• Set of tasks:
**A)** Answer these questions from the news report about Kadhim Al-bumohammed, one line each:
(i) How old is Al-bumohammed?
(ii) What is the name of his attorney?
(iii) How will he tell ICE officials where he is?
**B)** Translate this sentence from the news report about Kadhim Al-bumohammed into Spanish: "An Iraqi man ordered to pack a bag and report Thursday to a federal immigration office in Albuquerque chose not to appear and instead sought sanctuary at an undisclosed location."

==== Extract ====

Iraqi ordered to report to ICE chooses sanctuary instead
Al-bumohammed will stay with unidentified local faith community
An Iraqi man ordered to pack a bag and report Thursday to a federal immigration office in Albuquerque chose not to appear and instead sought sanctuary at an undisclosed location.
Hundreds of supporters of Kadhim Al-bumohammed clapped and cheered outside the U.S. Immigration and Customs Enforcement office in Albuquerque after his attorney, Rebecca Kitson, announced that her client planned to stay with a local faith community she did not identify.
Al-bumohammed, 64, had been expected to report to ICE officials early Thursday where he potentially faced detention and deportation to Iraq. ICE notified Al-bumohammed earlier this week to pack a bag and “report for removal” at the federal agency.
“At this time, Mr. Al-bumohammed, after consulting with his family and with other members of the faith community, has chosen to seek sanctuary with the faith community,” Kitson told supporters over a megaphone. Her client’s poor health drove his decision to seek sanctuary rather than surrender to ICE, she said.
“It has not ever been Mr. Al-
bumohammed’s intention not to turn himself in,” Kitson said. Al-bumohammed will disclose his whereabouts to ICE officials by letter, she said.
“His choices are motivated in part because he has lost faith in the ability of our government to protect him, especially in detention, and given his very fragile health condition,” she said.

==== Information ====

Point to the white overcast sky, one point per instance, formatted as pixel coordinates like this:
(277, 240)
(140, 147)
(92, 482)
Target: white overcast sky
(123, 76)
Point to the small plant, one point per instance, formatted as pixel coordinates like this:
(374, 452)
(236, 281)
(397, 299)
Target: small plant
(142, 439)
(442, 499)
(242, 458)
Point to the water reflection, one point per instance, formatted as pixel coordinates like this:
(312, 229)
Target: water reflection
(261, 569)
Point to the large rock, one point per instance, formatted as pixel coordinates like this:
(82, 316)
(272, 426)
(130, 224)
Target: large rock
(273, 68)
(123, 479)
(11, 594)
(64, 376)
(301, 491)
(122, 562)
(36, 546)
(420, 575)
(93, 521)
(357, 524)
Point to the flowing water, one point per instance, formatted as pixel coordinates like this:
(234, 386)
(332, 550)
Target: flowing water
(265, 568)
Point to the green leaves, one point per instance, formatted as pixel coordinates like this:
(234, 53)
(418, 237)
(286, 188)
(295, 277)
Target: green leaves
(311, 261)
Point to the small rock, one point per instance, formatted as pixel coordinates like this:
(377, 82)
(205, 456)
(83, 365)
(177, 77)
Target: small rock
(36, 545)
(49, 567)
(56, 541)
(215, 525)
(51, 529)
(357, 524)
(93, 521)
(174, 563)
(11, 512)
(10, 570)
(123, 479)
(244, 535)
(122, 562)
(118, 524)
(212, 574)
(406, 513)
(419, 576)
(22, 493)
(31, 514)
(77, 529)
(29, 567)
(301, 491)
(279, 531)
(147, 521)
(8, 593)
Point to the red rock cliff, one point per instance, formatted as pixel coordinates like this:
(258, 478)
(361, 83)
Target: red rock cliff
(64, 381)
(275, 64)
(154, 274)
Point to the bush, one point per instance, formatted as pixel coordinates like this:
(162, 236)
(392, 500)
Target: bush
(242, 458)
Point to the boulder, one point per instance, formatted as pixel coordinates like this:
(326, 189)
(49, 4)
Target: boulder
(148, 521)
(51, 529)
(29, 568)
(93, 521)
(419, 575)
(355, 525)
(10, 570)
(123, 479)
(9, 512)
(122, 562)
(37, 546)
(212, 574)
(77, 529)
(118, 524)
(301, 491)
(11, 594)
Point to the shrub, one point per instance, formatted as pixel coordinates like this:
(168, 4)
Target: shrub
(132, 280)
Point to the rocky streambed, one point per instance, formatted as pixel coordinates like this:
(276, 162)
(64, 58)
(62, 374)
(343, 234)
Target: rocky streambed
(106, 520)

====

• Response list:
**A)**
(i) 64
(ii) Rebecca Kitson
(iii) By letter

**B)** Un hombre iraquí al que se le ordenó hacer una maleta y presentarse el jueves en una oficina federal de inmigración en Albuquerque decidió no comparecer y, en cambio, buscó santuario en un lugar no revelado.